* Begin Data section *

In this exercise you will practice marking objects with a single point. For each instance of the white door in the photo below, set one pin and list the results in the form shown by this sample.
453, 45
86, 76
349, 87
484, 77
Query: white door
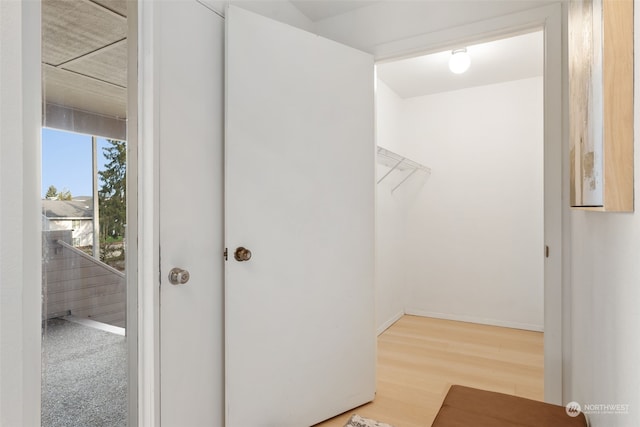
299, 194
190, 53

* End Data section *

_Goal_. Reproduce the records with every "white door" swapped for "blue door" and everything else left unchanged. Leave the pictures out of your answer.

_Result_.
In this exercise you will practice marking objects with a single point. For each instance of the blue door in the photo below, set one pin and list the results in the form shown by this sample.
453, 45
86, 76
349, 87
484, 77
Query: blue door
299, 194
190, 53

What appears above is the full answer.